■ **TASK TO CARRY OUT**: Below are some records. Print all of them exactly as they appear.

[Saved entries]
%%

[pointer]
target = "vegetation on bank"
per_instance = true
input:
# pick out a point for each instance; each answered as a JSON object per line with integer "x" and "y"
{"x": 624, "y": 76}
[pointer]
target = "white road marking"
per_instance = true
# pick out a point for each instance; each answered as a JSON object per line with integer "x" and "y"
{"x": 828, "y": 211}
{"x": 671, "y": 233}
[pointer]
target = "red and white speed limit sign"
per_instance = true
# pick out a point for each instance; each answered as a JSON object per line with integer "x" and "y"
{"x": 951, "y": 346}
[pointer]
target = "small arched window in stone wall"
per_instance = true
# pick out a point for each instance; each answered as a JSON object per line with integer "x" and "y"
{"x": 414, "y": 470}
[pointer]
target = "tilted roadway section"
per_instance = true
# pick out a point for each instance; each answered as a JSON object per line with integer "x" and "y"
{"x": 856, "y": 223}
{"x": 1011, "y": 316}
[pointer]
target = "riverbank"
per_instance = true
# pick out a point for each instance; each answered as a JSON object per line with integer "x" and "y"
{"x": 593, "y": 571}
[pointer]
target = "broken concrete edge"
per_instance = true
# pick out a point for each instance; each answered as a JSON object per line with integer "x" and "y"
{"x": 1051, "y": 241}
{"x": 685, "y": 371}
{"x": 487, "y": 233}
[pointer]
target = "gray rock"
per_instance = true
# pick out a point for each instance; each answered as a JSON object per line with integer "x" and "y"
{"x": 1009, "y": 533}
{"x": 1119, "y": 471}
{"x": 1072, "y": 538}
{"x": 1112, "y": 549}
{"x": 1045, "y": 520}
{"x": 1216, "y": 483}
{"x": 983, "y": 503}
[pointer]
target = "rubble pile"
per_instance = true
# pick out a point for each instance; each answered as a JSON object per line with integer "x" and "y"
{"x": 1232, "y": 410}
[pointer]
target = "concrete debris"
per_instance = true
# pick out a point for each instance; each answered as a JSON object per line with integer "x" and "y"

%%

■ **EXERCISE OUTPUT**:
[pointer]
target = "vegetation on bank"
per_instance = true
input:
# pick out a point for each instance; each answered as a JSON object per line with integer "x" and "y"
{"x": 624, "y": 76}
[pointer]
target = "white road marking"
per_instance = true
# pick out a point for each instance; each answered as a JSON object per line with integer "x" and "y"
{"x": 828, "y": 211}
{"x": 671, "y": 233}
[pointer]
target = "red and white speed limit sign"
per_instance = true
# pick out a point for each instance; each answered as a JSON object per line with integer "x" and "y"
{"x": 951, "y": 346}
[pointer]
target = "small arched window in stone wall"
per_instance = true
# pick out a point for each instance; each answered as a JSON object per line with integer "x" and "y"
{"x": 414, "y": 470}
[pointer]
target = "tilted roadway section"
per_instance = true
# pick out a point for each instance; each answered as a JSON object per line with integer "x" and "y"
{"x": 856, "y": 223}
{"x": 1011, "y": 316}
[pointer]
target = "riverbank"
per_instance = true
# pick out a point for each instance; each answered as a JSON object per line with integer "x" and "y"
{"x": 593, "y": 571}
[pointer]
target = "broken concrete edge"
per_instance = true
# pick out a point for each instance; each answered as a JSON object per line with integer "x" and "y"
{"x": 1051, "y": 241}
{"x": 685, "y": 371}
{"x": 487, "y": 233}
[pointer]
target = "gray rock"
per_instance = true
# pick out a point for each instance; each answered as a JSON object per line with integer "x" and "y"
{"x": 1009, "y": 533}
{"x": 1119, "y": 471}
{"x": 1072, "y": 538}
{"x": 1112, "y": 549}
{"x": 1045, "y": 520}
{"x": 1216, "y": 483}
{"x": 983, "y": 503}
[pointer]
target = "rubble pile"
per_instance = true
# pick out a point for each instance; each answered as a JSON object per line with integer "x" and "y"
{"x": 1232, "y": 410}
[pointer]
target = "concrete debris"
per_instance = true
# pick out a point for each instance; each answered as a JSON object per line with integer "x" and "y"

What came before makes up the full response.